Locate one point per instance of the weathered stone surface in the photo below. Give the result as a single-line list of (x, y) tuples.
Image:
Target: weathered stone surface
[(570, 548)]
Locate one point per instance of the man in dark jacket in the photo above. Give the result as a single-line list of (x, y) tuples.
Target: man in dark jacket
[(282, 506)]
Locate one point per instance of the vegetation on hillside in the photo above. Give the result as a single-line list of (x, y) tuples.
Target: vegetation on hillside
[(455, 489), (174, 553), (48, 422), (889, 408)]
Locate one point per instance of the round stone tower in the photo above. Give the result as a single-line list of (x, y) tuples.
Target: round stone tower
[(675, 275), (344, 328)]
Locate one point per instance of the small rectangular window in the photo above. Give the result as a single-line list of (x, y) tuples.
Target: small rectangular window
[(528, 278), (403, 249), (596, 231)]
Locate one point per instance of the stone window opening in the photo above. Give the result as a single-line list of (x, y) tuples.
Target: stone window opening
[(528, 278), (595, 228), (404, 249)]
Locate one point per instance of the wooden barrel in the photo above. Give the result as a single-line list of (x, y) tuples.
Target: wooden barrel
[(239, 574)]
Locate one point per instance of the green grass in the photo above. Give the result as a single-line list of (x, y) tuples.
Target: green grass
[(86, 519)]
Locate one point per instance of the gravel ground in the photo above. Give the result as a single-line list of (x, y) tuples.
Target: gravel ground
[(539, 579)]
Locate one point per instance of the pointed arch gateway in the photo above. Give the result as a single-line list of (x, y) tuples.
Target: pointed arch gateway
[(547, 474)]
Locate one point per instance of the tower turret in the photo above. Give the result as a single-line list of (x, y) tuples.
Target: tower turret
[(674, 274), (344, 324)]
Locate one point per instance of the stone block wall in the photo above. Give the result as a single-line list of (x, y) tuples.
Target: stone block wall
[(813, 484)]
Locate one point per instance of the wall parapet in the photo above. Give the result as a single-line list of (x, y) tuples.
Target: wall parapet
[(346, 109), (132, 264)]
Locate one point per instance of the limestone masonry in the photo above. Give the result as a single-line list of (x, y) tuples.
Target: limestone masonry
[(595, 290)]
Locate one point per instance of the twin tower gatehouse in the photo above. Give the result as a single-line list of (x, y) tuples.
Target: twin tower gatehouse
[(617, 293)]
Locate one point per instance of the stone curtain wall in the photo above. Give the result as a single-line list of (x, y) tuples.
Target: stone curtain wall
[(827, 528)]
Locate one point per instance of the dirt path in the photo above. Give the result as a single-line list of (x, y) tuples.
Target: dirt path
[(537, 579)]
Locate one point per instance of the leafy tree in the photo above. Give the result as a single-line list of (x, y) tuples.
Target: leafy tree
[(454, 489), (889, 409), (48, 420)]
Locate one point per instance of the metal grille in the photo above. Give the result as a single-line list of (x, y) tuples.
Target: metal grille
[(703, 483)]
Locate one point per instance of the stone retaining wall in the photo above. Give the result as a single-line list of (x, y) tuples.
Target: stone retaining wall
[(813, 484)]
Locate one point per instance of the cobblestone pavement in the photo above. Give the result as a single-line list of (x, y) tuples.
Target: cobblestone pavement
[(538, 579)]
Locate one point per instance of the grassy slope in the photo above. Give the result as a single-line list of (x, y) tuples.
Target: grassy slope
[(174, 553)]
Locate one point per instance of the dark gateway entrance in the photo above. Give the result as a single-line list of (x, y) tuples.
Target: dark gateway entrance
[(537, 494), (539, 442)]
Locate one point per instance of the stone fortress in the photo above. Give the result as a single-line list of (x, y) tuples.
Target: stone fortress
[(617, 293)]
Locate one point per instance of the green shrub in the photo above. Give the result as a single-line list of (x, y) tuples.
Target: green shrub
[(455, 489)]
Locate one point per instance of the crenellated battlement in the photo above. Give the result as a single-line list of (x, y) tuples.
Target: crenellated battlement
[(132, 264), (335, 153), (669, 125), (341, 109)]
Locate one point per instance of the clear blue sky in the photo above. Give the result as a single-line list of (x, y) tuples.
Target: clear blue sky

===

**What is needed:** Copy out every row above word for word, line by line, with no changes.

**Exercise output:**
Locate one point per instance of the weathered stone surface in the photo below. Give the result as a single-line list of (x, y) tuples.
Image:
Target: weathered stone surface
[(570, 548)]
Locate one point per instance of the man in dark jacket in the photo above. Give the result as a single-line list of (x, y) tuples.
Target: man in dark jacket
[(282, 506)]
Locate one point per instance of the vegetation on hillside in the photo above. Give the result as a single-line list of (x, y) tuples.
Target: vegetation on hillside
[(455, 489), (174, 553), (48, 422), (889, 408)]
Locate one point per instance of the round stone tower in the photo above. Give the result as a single-line list of (x, y) tuples.
Target: round stone tower
[(675, 275), (344, 328)]
Locate one point per instance of the small rectangular window in the photo above. Give the result as a single-line list of (x, y) tuples.
Target: small rectangular window
[(528, 278), (403, 249), (596, 231)]
Locate one point per instance of the stone window opening in the photo above. Give the result as a single-line list of (x, y) tuples.
Target: stone window opening
[(528, 278), (595, 228), (404, 249)]
Locate one point per instance of the wooden barrel in the photo above. Give the result as a single-line list of (x, y) tuples.
Target: wooden barrel
[(239, 574)]
Locate one point per instance of the green grass in the photo above. Give the result as a single-line list of (x, y) tuples.
Target: green grass
[(86, 519)]
Locate one point per instance of the gravel ground in the photo above. Give the result as a single-line list of (x, y) tuples.
Target: gravel ground
[(539, 579)]
Locate one point per instance of the pointed arch gateway in the photo above. Give the result as a single-line list of (x, y) tuples.
Target: pointed arch gateway
[(547, 474)]
Locate one point per instance of the tower turret in the photo above. Give the result as a single-line list of (x, y) tuples.
Target: tower turret
[(674, 274), (344, 324)]
Locate one point per instance of the stone block wall in the photo above. Give the result as a single-line list of (x, y) tuples.
Target: stone block wall
[(813, 484)]
Locate one point per instance of the wall parapet in the photo above. Give the result as a single-line list of (x, y) tuples.
Target: wall parapet
[(346, 109), (132, 264)]
Locate one point per instance of the limestone masonry in the photo above. Give the result as a single-line list of (x, y) tuples.
Target: limestone masonry
[(595, 290)]
Locate one point per instance of the twin tower gatehouse in the photo above. Give the result as a single-line list of (x, y) tuples.
Target: twin tower gatehouse
[(617, 293)]
Locate one point per instance of the stone curtain wall in the photo above. Give the result as a single-line list of (x, y) tuples.
Target: stone curtain wall
[(827, 528)]
Locate one point per instance of the dirt path in the photo above. Give the result as a single-line list of (x, y) tuples.
Target: dirt path
[(537, 579)]
Locate one point per instance of the leafy tree in the photo above. Give the result as a single-line list of (x, y) tuples.
Target: leafy tree
[(454, 489), (889, 409), (48, 420)]
Locate one point per instance of the metal grille in the photo above. Give the result as a single-line list of (x, y) tuples.
Target: metal grille
[(703, 483)]
Locate one point per instance of the stone retaining wall in the photo above. Give the result as a single-line list of (x, y) tuples.
Target: stone retaining wall
[(813, 484)]
Locate one point per instance of the cobblestone pavement in the photo above. Give the result as a single-line list of (x, y) tuples.
Target: cobblestone pavement
[(538, 579)]
Locate one point per instance of the grassy slope in the photo above. Give the result as a single-line list of (x, y) tuples.
Target: grassy slope
[(174, 553)]
Locate one point per instance of the dark gateway entrance in the photo above. Give the result as a single-line list of (x, y) tuples.
Target: dark gateway entrance
[(537, 494), (539, 442)]
Locate one point per instance of the stone fortress in the photo above. Give the result as a single-line list of (x, y) tuples.
Target: stone fortress
[(617, 293)]
Locate one point per instance of the green shrub in the photo above. Give the result as a single-line list of (x, y) tuples.
Target: green shrub
[(455, 489)]
Locate one point per instance of the crenellated battlement in the photo above. Give the result as a single-line list of (x, y) tuples.
Target: crenellated battlement
[(132, 264), (335, 153), (669, 125), (341, 109)]
Locate one point per instance of the clear blue sky in the photo above. Give the result as a single-line list of (x, y) tuples.
Target: clear blue sky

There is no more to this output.